[START]
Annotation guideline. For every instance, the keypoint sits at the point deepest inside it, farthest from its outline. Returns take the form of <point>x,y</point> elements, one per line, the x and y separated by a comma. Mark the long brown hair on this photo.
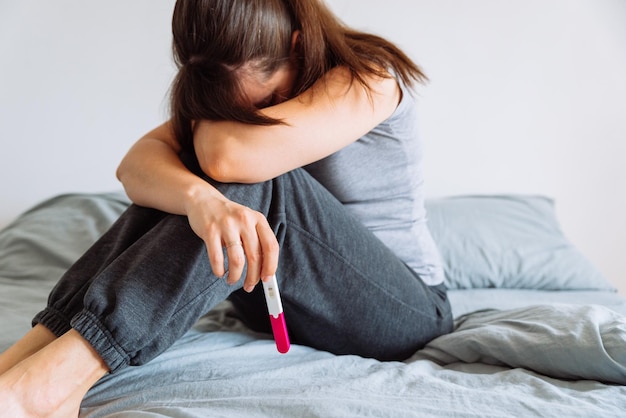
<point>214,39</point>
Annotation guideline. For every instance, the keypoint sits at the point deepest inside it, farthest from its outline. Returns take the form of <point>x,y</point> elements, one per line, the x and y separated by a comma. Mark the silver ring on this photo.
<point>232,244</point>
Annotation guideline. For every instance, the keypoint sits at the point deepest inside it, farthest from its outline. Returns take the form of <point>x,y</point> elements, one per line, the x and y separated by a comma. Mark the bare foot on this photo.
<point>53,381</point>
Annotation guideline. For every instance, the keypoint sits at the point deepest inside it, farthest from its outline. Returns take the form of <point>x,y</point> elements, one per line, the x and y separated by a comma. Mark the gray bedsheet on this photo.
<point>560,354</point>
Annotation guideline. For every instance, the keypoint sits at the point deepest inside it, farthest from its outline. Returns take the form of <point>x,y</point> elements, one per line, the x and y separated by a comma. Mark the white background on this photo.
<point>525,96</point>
[END]
[START]
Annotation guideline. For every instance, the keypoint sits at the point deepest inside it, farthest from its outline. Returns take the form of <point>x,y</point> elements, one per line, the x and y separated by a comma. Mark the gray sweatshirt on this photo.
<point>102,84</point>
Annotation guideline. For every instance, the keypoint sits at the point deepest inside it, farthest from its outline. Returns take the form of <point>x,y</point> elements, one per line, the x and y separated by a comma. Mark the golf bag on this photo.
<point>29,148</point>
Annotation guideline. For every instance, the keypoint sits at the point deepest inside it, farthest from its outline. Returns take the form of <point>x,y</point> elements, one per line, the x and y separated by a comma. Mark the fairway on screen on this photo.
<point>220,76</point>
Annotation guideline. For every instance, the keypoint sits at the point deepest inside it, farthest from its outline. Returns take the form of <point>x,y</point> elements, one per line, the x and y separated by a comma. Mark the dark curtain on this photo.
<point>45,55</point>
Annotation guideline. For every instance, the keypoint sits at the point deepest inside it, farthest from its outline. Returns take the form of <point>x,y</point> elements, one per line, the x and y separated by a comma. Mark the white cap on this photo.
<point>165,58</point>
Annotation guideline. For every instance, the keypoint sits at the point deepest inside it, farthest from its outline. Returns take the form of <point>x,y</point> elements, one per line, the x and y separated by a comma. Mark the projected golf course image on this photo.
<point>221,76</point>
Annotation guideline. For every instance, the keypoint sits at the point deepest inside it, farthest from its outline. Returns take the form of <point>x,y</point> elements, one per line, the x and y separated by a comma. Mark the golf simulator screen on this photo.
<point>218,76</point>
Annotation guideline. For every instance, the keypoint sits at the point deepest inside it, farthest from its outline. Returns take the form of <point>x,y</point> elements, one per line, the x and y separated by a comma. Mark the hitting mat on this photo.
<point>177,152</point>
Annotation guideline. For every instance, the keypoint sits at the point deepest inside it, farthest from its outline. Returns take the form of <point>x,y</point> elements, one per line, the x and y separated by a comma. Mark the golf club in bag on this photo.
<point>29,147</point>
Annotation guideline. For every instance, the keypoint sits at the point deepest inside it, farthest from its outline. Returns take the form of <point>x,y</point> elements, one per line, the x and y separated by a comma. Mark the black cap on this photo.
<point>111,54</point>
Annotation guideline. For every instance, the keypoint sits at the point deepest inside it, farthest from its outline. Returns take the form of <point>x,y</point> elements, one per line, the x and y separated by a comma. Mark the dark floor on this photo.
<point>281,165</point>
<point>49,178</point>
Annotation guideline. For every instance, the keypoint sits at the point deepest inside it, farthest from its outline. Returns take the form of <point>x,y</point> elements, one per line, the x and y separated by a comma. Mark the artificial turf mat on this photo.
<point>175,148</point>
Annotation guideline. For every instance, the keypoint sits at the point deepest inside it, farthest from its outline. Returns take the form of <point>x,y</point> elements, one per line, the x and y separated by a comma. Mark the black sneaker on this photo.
[END]
YOUR TASK:
Give everything from the line containing "white cap on this photo." down to the line containing "<point>165,58</point>" again, changing "white cap" to "black cap" and leaving everything else the same.

FINISHED EXERCISE:
Annotation guideline. For every instance, the keypoint sits at the point deepest inside it, farthest from its outline. Returns take the form of <point>x,y</point> elements, one per line, the x and y separated by a comma. Mark the black cap on this photo.
<point>165,58</point>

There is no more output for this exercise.